## What to work on
1 – Can you repeat the part of the eTranslation FAQ from "The texts that we need" up to and including "they deleted afterwards?" word for word?
2 – Could you carry on the eTranslation FAQ from the point where it stops?

# start of Text section

The texts that we need to translate are confidential. What happens to the texts that were submitted for translation? Do you keep them or are they deleted afterwards?
All texts are deleted within 24 hours unless it is requested to delete the texts immediately after the request was processed. Users can also choose to delete immediately after download (“delete after download”) or choose to retrieve the output directly from the interface (tab “my translation requests”) instead of receiving the output via email (“e-mail me my translation”).By registering to use this application, you are consenting to eTranslation’s use of personal data as described below. Privacy Statement. By registering to use this application, you are consenting to eTranslation’s use of personal data as described below. eTranslation records the login, time of access, languages requested, size of document submitted for translation and the domain of your email address (…@ec.europa.eu) to enable access to the service and processing of requests, as well as for statistical purposes. These are kept for 18 months and then archived. If you choose to have your document returned by e-mail, your e-mail address will be kept until the document is sent. It will subsequently be reduced to its domain only. Users should exercise their judgement when submitting potentially sensitive documents to any online service, including eTranslation. Documents submitted remain available for 24 hours after which they are deleted. There is a “delete after delivery” option which, if ticked, results in the text being deleted immediately after it is delivered. Data will not be shared with third parties. Should you wish to raise any concerns on the eTranslation’s use of personal data please write to DGT-MT@ec.europa.eu,
What is going to happen to the data we provide?
The data will go to the EC (DG Translate) to support the improvement of the machine translation system eTranslation. For data that are identified as Open Data, they will be made available through the EU Open Data Portal (https://open-data.europa.eu
Why should we (public institutions) actually provide data?
Supporting your own language is supporting Europe and vice versa. Only with your help and with the provision of your language resources, CEF eTranslation can be made fit to your needs. Within the CEF programme, CEF eTranslation is available for free to public administrations in all EU member states and CEF affiliated countries (Iceland and Norway). So for your data, you receive a better service.
We (public institutions) don’t have any data for you! We work only paper-based. We outsource our translations.
If translations are outsourced, you should ask for the translated data to be delivered with the translation memories. Make sure to negotiate the translation memories with the language service provider ahead.

# end of Text section
# start of Excerpted records

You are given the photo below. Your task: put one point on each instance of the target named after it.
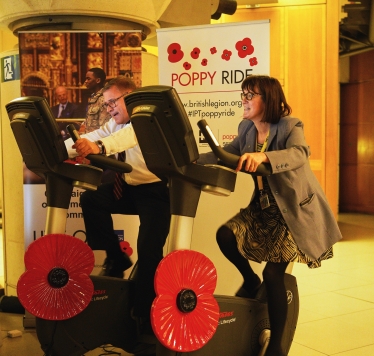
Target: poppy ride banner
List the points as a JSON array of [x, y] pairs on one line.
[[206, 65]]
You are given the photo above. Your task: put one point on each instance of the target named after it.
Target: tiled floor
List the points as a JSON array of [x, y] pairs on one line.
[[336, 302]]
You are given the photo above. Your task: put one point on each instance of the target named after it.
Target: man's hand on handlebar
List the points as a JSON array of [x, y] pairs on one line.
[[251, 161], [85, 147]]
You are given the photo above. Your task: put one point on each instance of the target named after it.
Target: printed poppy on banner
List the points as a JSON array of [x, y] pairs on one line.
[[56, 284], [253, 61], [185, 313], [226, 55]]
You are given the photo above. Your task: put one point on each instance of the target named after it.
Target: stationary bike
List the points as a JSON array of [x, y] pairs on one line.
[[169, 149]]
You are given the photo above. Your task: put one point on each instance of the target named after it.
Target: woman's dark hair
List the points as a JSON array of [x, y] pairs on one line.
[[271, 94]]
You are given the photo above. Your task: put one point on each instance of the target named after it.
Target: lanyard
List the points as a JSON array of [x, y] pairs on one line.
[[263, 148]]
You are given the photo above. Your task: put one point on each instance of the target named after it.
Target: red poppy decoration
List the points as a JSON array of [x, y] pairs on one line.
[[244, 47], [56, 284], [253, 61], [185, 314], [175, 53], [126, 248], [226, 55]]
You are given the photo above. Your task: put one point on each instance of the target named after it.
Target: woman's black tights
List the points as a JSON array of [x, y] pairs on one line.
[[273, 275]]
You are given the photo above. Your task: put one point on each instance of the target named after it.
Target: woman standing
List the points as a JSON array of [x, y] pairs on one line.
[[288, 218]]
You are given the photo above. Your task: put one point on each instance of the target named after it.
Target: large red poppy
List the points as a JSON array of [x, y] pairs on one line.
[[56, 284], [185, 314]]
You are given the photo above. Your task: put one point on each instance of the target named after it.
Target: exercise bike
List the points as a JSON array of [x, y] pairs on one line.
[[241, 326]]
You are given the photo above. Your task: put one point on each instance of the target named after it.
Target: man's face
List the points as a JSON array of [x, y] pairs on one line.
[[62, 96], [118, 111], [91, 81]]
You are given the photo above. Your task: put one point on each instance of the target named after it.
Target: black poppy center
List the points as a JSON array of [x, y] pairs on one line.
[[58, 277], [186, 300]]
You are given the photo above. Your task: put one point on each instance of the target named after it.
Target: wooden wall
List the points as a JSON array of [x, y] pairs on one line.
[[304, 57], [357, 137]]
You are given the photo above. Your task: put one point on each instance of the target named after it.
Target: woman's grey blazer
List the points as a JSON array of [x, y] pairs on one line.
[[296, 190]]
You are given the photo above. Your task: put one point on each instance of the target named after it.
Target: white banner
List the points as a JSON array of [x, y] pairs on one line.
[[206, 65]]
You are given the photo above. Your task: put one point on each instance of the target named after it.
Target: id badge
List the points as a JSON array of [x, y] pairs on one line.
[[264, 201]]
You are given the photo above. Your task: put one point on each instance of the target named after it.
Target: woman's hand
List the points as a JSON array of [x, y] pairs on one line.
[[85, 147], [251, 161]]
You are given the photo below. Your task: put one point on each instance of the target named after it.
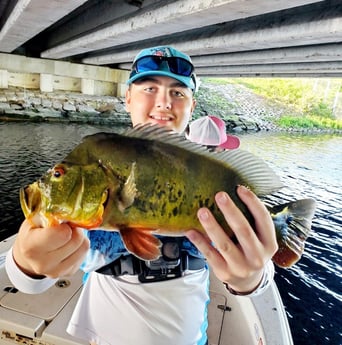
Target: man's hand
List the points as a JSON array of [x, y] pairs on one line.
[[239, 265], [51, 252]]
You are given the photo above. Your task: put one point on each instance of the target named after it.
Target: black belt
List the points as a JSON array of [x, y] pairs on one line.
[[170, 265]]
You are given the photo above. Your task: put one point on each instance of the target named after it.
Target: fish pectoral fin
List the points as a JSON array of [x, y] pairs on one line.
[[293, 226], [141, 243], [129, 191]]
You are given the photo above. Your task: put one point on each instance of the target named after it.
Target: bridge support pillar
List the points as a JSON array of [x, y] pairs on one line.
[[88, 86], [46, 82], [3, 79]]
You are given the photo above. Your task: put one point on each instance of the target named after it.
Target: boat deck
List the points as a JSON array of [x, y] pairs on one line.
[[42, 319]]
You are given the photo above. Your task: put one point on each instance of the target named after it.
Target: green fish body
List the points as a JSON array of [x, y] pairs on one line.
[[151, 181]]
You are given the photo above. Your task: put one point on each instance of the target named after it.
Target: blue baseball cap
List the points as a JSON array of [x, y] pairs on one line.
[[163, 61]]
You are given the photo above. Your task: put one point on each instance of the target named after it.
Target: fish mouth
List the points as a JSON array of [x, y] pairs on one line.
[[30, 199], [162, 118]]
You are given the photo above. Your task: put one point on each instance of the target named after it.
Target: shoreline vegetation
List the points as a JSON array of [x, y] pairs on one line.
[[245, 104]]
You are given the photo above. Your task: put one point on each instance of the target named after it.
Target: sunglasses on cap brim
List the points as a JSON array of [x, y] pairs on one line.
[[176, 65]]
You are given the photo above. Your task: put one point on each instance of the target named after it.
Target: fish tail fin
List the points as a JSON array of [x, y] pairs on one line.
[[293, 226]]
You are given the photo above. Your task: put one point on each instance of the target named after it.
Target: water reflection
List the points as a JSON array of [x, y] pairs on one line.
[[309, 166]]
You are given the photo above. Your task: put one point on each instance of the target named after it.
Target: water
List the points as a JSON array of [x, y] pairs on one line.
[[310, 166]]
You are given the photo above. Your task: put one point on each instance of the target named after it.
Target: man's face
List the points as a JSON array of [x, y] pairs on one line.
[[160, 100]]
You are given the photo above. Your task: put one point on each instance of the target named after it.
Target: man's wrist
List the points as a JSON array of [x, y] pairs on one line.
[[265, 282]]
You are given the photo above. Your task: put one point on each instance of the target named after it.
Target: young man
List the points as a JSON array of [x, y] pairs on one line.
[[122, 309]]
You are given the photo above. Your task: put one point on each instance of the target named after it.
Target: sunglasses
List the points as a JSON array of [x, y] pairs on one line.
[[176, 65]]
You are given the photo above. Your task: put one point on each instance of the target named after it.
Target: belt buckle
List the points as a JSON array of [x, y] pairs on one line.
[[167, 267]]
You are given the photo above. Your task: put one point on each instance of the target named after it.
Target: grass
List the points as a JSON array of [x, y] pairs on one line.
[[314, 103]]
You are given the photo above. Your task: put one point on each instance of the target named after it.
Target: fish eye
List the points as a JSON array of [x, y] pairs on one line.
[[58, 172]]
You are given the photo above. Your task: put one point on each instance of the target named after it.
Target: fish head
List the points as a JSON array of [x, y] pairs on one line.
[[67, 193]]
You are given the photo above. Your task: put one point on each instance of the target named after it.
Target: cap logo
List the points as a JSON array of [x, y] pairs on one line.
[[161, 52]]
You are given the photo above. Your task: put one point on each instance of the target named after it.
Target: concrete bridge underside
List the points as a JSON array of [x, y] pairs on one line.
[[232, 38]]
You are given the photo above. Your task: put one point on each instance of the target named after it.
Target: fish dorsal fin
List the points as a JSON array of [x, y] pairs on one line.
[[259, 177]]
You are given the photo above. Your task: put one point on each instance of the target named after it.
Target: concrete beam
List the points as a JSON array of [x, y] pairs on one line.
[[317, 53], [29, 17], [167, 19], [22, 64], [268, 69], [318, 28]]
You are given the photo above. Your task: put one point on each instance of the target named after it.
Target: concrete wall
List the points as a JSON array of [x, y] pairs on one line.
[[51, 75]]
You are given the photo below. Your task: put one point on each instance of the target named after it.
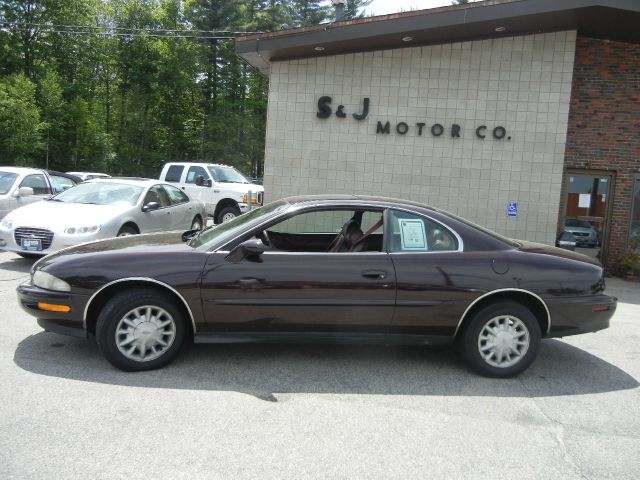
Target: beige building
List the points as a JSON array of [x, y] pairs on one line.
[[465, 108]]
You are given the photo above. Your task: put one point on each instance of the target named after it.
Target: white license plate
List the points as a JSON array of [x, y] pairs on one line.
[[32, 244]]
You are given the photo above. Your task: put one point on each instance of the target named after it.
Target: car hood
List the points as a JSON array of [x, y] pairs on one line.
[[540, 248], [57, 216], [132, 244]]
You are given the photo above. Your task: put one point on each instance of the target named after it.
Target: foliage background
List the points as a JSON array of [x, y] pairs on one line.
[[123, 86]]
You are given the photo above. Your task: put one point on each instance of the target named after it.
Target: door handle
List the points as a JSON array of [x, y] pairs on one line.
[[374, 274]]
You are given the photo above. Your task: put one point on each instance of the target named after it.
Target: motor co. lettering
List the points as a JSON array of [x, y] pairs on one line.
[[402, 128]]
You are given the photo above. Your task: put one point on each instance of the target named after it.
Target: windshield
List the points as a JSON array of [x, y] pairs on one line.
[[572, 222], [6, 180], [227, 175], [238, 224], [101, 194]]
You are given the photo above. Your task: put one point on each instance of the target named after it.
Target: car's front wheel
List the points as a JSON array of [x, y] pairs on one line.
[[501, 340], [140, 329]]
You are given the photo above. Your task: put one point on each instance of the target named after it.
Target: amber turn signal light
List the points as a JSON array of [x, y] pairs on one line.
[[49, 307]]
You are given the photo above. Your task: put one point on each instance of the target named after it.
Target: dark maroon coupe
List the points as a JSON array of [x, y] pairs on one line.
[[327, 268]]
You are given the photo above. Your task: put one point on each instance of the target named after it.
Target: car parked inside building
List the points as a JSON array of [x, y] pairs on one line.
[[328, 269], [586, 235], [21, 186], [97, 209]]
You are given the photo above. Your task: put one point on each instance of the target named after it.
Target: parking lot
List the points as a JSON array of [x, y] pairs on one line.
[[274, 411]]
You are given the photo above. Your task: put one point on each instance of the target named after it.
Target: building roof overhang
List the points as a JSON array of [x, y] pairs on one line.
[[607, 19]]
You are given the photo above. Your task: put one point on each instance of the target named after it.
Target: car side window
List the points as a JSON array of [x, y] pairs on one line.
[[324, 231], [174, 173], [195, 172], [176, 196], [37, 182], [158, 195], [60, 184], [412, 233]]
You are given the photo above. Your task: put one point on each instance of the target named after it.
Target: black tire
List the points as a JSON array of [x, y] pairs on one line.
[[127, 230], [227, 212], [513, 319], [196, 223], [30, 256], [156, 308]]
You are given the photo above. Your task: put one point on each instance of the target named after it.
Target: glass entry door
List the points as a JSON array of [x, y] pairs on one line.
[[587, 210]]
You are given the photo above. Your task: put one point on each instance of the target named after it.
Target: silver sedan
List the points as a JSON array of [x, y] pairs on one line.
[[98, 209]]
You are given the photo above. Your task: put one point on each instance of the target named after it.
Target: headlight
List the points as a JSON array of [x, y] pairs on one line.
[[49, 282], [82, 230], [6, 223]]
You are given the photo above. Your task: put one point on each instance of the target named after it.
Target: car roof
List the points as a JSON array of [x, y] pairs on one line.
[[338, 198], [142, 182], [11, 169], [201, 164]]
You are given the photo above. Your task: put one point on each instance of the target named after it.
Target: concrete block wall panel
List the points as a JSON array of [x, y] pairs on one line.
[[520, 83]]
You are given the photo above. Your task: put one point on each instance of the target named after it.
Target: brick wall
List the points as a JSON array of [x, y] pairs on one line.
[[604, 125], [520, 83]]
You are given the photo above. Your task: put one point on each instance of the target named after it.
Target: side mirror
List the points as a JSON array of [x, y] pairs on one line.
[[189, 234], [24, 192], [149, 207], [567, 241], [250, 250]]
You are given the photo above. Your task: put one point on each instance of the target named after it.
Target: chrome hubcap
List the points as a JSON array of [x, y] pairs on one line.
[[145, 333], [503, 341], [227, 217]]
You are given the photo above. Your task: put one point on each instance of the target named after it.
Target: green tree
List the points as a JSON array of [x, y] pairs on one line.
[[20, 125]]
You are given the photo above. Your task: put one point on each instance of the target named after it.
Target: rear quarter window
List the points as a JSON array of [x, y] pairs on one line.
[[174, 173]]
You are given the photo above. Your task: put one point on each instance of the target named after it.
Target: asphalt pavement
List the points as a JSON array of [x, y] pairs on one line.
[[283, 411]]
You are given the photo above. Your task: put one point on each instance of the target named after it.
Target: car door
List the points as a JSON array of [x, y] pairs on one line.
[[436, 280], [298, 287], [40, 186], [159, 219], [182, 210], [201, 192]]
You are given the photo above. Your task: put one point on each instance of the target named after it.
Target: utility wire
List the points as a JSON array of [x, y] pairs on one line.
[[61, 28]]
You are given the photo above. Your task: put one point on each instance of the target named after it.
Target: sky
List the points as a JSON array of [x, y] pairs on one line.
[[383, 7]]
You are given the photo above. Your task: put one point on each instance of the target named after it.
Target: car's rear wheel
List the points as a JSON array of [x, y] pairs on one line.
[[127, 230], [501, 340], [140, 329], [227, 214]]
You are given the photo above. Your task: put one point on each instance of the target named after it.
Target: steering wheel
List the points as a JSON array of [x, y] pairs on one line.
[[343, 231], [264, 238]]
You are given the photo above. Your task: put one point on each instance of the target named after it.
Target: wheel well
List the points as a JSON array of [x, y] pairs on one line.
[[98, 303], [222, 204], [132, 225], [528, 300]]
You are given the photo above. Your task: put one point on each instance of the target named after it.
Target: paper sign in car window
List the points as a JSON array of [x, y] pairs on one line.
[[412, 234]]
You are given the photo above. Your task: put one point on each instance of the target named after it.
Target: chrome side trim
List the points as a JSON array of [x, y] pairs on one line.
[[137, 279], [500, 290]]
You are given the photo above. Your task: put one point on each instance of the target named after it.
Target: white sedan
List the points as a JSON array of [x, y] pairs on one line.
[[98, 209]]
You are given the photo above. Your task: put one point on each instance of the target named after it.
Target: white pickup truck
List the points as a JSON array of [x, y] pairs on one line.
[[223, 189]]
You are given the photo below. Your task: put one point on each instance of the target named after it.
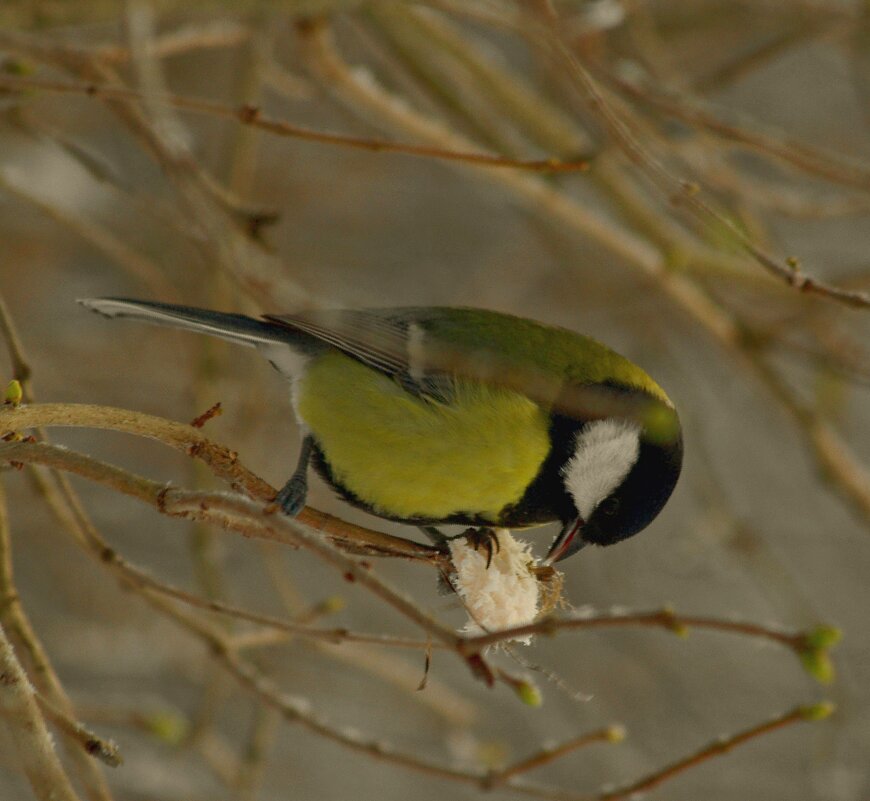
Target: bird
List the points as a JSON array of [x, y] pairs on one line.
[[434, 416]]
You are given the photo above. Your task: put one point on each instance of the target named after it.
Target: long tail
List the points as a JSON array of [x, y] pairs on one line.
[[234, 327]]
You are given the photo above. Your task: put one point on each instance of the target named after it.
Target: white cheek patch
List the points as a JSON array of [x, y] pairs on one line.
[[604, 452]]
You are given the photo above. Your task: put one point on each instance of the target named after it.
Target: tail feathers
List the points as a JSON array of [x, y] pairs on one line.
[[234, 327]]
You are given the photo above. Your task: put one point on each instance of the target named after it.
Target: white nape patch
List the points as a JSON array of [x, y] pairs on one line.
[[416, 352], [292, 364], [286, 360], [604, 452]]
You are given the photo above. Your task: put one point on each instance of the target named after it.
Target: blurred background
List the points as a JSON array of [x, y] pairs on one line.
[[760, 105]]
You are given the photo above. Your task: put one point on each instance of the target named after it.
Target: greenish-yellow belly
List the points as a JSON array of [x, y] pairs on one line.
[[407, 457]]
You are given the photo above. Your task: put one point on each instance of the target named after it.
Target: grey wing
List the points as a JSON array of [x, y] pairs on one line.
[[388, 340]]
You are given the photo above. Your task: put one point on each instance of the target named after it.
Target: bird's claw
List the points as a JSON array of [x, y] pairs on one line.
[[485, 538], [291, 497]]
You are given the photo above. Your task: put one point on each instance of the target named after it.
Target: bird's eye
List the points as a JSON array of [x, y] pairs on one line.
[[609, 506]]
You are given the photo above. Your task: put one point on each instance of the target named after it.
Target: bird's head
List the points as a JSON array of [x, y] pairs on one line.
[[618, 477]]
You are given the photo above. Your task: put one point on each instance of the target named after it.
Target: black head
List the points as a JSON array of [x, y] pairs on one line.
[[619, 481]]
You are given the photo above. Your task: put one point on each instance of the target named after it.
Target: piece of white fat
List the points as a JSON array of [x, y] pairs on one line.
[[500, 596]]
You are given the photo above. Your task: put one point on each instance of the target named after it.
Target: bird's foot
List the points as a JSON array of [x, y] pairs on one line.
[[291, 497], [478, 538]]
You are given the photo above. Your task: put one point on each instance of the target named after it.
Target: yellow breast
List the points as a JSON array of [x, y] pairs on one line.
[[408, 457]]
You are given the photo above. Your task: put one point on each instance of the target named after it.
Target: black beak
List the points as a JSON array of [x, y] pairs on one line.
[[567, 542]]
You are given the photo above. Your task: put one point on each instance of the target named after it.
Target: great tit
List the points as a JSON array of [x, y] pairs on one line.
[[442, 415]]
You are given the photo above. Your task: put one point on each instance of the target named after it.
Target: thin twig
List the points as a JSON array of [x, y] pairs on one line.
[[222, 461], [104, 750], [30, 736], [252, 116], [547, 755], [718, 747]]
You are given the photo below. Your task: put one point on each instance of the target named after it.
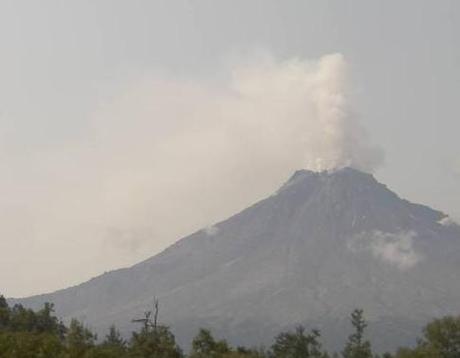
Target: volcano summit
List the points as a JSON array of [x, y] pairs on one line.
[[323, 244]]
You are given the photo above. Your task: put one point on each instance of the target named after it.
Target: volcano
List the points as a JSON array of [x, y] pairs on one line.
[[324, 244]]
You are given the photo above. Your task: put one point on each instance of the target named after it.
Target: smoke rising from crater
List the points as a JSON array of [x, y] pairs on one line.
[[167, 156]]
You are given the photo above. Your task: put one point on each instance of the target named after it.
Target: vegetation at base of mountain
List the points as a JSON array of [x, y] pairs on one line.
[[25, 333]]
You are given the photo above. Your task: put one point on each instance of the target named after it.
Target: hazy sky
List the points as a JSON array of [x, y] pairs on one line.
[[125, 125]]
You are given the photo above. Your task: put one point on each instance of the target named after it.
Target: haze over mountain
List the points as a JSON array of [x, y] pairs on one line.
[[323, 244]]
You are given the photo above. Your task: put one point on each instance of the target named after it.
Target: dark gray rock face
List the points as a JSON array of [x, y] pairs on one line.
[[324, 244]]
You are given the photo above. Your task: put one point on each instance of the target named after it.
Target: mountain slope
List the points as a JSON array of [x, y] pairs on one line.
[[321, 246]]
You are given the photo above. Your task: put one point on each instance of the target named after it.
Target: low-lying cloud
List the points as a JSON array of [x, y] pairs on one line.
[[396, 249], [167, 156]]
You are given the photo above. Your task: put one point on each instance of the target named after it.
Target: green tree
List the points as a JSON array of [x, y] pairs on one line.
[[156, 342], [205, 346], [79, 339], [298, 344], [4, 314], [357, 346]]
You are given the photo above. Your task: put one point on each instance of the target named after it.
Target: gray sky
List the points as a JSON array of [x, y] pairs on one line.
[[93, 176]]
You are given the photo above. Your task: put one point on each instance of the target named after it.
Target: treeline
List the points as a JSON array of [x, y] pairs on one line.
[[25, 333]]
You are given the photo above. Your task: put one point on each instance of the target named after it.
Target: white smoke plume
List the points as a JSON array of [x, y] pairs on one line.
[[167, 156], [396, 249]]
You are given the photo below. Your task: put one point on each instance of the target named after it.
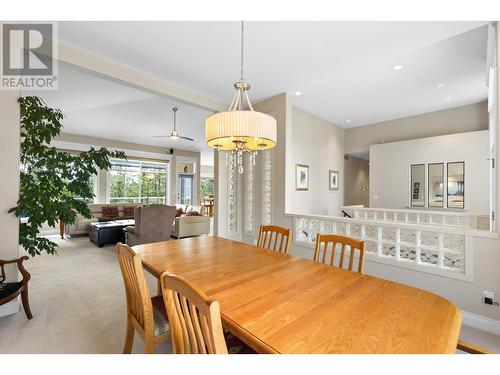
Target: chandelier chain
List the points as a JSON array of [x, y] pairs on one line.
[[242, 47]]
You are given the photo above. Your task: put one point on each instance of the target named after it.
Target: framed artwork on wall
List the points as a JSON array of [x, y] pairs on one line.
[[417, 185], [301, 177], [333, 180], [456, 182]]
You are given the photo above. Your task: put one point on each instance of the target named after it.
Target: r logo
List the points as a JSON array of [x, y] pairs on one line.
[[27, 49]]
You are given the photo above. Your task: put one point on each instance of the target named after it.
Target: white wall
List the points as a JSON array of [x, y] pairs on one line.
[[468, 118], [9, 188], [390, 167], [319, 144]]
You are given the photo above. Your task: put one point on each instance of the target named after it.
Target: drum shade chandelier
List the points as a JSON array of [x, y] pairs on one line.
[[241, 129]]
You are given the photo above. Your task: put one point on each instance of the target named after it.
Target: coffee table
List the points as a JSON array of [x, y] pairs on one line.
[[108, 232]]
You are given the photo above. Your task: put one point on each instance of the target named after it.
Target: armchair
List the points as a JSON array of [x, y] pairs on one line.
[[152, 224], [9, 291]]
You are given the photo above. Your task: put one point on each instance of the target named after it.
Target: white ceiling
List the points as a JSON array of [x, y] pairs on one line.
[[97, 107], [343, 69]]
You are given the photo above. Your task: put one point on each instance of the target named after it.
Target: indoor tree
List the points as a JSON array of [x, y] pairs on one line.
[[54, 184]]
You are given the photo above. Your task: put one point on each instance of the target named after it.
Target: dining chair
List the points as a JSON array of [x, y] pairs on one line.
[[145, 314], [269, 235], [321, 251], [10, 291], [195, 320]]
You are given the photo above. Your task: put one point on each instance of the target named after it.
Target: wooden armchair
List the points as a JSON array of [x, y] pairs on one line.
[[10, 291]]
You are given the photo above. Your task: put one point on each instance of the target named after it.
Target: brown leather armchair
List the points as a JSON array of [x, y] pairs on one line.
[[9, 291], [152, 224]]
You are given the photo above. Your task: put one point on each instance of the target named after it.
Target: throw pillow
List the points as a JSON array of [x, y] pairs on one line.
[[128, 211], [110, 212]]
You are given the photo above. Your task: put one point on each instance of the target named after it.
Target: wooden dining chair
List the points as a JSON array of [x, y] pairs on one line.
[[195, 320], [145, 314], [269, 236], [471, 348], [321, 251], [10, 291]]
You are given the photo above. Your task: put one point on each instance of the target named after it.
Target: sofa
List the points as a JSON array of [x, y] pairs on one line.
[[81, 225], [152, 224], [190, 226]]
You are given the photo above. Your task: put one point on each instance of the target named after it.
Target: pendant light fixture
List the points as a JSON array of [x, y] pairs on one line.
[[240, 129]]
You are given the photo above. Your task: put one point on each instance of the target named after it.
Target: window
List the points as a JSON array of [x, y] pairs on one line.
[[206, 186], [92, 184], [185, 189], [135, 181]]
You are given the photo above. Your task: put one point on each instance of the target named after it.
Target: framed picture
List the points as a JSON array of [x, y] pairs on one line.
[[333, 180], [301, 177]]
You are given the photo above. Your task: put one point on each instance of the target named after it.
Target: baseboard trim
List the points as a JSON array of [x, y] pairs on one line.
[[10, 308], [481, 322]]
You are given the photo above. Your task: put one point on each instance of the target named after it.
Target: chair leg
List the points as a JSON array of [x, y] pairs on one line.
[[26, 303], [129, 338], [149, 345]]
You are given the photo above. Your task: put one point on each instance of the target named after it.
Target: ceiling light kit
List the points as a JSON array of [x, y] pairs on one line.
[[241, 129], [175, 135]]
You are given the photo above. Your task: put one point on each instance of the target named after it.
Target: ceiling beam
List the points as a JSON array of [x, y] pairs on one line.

# end of Excerpted records

## Expected results
1 –
The texts that we need to translate are confidential. What happens to the texts that were submitted for translation? Do you keep them or are they deleted afterwards?

2 –
We cannot just share our data with you – they are confidential!
Most data held by the public sector is public data. Administrations provide various types of information online to the citizens (e.g. news, legal texts, official communications, interviews, brochures, background information, etc.). This information can also be available in a foreign language. In Germany, for instance, on the website of the national government, all information is provided in German, English, and French.
How can I upload my data to the repository?
You can upload data to the ELRC repository in three simple steps:
- Register (new user) or login (returning user)
- Provide a basic description for the language resource (title, short description, language(s))
- Upload the .zip file
For further instructions, please read the Walkthrough for Contributors and/or contact the helpdesk
What is CEF eTranslation?
eTranslation is the European Commission's machine translation system. It is an online service with a web user interface in 24 languages for human use. It guarantees confidentiality of data. Any Member State administration, small and medium-sized enterprise (SME) and university language faculty in an EU country, Iceland or Norway can use the web user interface free of charge at least until 2020. eTranslation can also be used as a web service in a machine-to-machine scenario. This web service is restricted to any Member State administration or SMEs participating to CEF-funded projects. As part of CEF Digital, eTranslation provides automatic translation services with the goal of making any digital service accessible to any EU citizen in his/her own language. European public online services such as Europeana, the Open Data Portal, the Online Dispute Resolution Platform, etc. should benefit from CEF eTranslation.
How can we access eTranslation?
eTranslation can be used by any Member State administration. It can be accessed as follows:
Staff working for EU institutions or agencies can directly access eTranslation with their EU Login (formerly ECAS) credentials and therefore do not need to register.
Staff working for a public administration, small and medium-sized enterprises and university language faculties in an EU country, Iceland or Norway can self-register here.
Individual accesses will be automatically deactivated after 12 months if not used.
Further information available here.
Why would we need eTranslation? We have human translators!
eTranslation can substantially help make the translation process more productive and more efficient. EC translators are responsible for translating content into all official EU languages. In total, more than 7,000 translators working for DG Translation and EU institutions have translated more than 2.3M pages in 2014.
eTranslation is used daily for French, Spanish, Portuguese and Italian to produce initial translations that are post edited in a very efficient way. For other languages (e.g. German) the quality level of the output is still too low.
In the last year, however, significant progress has been achieved through domain-specific engines. For domain-specific reports and texts, the quality of the translated output by eTranslation is acceptable. In other cases, the tool can rapidly scan long texts in a foreign language and point out passages to be translated by humans.
Overall, the translation quality is directly related to the availability of good quality data in the language: if the data for MT is good, then the MT system will be good.
eTranslation can provide SMEs with a cost effective solution to translate, for instance, daily conversations with foreign clients while continuing to use human translators for complicated texts needing perfect interpretation and understanding.
Why should we support eTranslation – we can have our own national solution?
Typically, national or proprietary solutions are targeted on particular range of topics. Hence, the scope of eTranslation is broader and more comprehensive. By supporting eTranslation participants can expect to have access to a broader service. For SMEs that do not possess proprietary translation solutions, eTranslation can be a cost effective translation tool able to provide first impressions on a wide variety of texts.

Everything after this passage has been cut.